In the records below, list the lines as a numbered list, starting with the line containing "Where in the photo above can the road" and going on through the last line of the records. Skip blank lines and leave out the pictures.

....

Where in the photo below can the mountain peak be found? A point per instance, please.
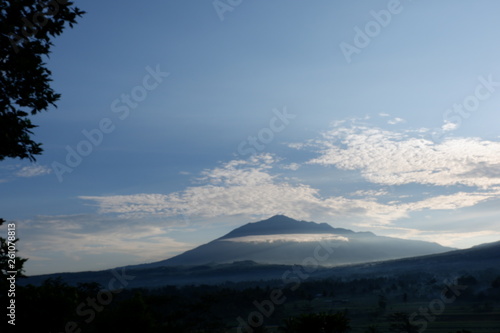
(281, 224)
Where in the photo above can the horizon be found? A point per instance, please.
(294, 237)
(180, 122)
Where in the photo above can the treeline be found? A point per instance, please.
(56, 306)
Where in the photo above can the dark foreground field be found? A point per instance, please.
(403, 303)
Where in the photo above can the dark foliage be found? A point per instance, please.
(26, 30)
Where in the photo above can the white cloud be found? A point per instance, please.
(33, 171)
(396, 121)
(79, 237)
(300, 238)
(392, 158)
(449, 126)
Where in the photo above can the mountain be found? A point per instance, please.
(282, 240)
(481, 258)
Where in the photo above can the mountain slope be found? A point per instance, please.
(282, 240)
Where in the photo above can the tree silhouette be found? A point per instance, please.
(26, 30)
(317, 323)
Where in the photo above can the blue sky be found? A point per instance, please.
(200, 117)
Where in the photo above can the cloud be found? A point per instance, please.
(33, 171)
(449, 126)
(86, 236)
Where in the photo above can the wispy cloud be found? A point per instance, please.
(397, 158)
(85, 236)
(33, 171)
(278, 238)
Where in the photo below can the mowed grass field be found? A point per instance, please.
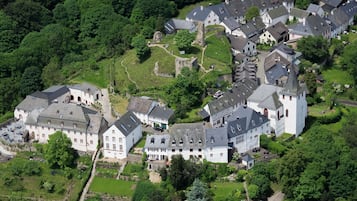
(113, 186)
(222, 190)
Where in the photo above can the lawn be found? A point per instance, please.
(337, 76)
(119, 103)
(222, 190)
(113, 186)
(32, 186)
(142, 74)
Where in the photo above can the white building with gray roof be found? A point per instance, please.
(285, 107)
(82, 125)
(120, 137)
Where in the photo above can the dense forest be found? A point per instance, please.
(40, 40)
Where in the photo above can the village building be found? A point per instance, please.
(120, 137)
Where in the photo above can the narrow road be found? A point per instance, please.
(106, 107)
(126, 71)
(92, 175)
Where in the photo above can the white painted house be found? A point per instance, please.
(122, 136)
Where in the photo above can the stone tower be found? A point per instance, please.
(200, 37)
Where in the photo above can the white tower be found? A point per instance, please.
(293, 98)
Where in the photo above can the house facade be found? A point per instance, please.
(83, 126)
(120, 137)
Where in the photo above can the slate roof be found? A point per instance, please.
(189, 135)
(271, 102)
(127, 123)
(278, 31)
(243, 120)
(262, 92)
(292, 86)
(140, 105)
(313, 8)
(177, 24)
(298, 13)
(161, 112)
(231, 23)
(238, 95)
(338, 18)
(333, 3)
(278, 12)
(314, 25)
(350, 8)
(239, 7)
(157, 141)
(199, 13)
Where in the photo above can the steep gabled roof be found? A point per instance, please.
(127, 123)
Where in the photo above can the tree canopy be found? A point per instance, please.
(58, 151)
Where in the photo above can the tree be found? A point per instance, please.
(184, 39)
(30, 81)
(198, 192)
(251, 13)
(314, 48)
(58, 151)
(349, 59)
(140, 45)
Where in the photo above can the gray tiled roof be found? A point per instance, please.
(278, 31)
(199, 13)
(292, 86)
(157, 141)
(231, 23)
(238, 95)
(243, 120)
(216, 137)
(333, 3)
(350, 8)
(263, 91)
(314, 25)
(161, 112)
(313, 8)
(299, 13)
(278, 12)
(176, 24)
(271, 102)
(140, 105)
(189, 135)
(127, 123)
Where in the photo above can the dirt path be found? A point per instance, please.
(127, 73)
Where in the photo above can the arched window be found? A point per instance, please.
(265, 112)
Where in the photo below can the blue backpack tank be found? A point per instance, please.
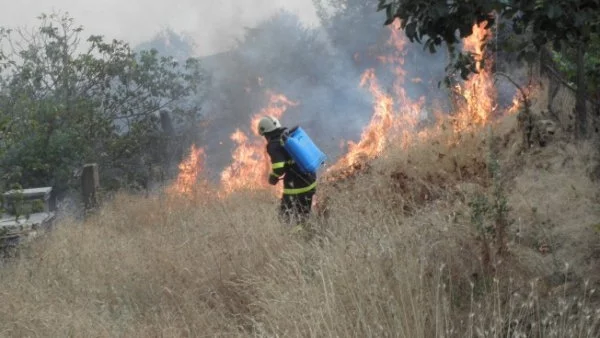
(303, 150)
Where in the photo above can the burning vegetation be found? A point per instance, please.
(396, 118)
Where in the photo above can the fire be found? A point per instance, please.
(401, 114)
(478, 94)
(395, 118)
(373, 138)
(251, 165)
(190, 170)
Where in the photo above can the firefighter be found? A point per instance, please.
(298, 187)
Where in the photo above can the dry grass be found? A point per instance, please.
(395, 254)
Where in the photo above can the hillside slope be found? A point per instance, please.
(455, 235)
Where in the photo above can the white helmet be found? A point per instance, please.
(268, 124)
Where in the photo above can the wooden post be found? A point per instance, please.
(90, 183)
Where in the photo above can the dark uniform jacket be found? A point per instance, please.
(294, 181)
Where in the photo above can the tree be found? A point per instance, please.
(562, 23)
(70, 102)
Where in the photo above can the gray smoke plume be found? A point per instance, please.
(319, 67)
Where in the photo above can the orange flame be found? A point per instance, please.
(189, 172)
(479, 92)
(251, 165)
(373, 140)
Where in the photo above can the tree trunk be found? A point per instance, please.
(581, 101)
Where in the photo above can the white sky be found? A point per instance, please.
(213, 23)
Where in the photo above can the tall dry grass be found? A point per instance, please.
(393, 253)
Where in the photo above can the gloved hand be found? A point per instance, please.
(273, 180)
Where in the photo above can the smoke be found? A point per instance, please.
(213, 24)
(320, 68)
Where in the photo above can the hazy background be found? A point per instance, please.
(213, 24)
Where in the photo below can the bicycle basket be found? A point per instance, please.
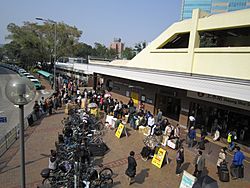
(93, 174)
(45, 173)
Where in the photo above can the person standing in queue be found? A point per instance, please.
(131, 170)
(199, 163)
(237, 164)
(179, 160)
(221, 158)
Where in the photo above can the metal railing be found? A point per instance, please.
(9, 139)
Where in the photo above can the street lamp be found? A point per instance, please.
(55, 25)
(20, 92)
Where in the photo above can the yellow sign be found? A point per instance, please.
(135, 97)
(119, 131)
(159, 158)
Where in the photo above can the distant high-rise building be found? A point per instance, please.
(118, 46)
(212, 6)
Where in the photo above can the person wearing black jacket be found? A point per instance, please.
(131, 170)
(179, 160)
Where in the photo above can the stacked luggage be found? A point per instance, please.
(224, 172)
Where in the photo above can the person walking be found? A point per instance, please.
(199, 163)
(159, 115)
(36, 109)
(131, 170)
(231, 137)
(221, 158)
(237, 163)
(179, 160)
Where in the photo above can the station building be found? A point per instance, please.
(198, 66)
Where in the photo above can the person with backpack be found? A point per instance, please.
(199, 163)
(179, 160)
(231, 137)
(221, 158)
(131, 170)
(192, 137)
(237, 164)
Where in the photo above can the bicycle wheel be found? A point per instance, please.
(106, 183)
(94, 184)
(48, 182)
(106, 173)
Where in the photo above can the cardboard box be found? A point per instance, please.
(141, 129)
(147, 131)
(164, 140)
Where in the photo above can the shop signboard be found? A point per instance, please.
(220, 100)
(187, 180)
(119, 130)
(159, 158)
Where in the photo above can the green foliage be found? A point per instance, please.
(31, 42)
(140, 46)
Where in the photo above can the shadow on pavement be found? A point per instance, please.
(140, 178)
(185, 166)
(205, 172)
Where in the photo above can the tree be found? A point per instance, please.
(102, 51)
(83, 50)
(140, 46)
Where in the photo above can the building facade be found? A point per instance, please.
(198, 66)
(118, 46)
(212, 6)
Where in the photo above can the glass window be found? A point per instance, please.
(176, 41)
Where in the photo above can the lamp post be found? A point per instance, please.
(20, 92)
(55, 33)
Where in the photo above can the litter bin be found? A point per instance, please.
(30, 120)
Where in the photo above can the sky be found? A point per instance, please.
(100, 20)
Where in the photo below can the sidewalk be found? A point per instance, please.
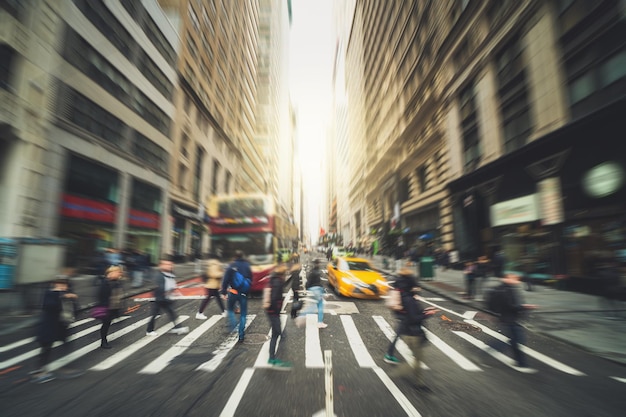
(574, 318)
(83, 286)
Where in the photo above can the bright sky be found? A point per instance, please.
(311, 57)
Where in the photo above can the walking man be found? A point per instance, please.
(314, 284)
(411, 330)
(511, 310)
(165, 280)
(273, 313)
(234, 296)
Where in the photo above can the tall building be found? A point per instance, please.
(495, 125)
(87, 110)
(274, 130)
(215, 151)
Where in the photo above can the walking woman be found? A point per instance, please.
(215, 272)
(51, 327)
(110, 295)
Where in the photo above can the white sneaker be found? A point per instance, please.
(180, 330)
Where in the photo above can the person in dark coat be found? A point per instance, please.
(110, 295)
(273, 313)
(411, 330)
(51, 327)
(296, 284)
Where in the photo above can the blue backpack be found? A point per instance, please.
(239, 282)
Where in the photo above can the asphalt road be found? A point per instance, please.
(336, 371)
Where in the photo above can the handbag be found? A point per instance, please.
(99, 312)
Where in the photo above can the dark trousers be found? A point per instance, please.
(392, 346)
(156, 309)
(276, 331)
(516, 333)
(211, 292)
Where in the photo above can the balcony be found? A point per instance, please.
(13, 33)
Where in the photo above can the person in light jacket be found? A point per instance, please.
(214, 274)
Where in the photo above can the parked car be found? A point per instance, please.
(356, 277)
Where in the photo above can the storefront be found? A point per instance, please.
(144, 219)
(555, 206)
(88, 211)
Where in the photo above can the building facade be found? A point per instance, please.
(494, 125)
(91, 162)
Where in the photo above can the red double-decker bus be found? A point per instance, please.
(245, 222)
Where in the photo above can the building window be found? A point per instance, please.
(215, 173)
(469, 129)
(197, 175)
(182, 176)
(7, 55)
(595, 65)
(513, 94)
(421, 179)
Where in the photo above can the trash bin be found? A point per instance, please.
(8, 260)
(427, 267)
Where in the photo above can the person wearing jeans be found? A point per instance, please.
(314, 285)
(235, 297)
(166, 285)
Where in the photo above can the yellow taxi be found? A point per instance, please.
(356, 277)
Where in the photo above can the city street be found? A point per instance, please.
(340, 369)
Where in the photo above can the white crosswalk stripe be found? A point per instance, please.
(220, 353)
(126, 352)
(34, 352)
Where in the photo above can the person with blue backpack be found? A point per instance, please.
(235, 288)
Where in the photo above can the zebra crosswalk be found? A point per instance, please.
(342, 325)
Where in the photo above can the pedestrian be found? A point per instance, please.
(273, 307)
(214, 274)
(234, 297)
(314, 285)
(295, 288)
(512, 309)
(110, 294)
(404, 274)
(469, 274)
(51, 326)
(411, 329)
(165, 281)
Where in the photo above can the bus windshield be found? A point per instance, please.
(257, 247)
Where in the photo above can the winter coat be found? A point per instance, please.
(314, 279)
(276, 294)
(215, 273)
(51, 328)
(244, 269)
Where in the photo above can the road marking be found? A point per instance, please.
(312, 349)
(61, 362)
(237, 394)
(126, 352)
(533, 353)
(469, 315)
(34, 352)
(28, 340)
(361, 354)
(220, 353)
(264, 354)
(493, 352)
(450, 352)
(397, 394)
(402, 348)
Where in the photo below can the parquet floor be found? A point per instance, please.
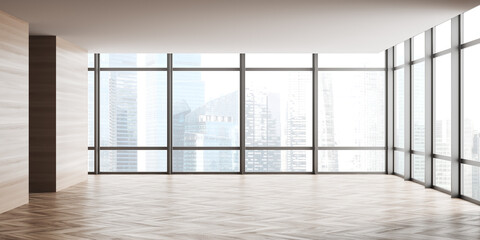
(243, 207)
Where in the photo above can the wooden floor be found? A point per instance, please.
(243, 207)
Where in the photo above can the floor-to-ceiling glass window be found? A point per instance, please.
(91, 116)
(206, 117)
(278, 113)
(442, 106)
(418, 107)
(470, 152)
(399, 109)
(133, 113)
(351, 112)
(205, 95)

....

The completed task
1. Where in the photo above can the road marking be found? A point per instance, please.
2. (312, 349)
3. (61, 362)
4. (237, 394)
5. (126, 352)
6. (533, 353)
7. (469, 315)
8. (34, 352)
9. (28, 340)
10. (361, 354)
11. (220, 353)
12. (264, 354)
13. (493, 352)
14. (450, 352)
15. (397, 394)
16. (402, 348)
17. Where in the photo below can the parquet floor be found? A point per instance, please.
18. (243, 207)
19. Where in the photo above can the wooden floor be found? A point per instance, please.
20. (243, 207)
21. Where in the photo above can the floor-to-ceiling glass window be found? A point per instance, please.
22. (91, 116)
23. (206, 117)
24. (278, 113)
25. (442, 106)
26. (418, 107)
27. (470, 152)
28. (399, 109)
29. (133, 113)
30. (351, 112)
31. (205, 95)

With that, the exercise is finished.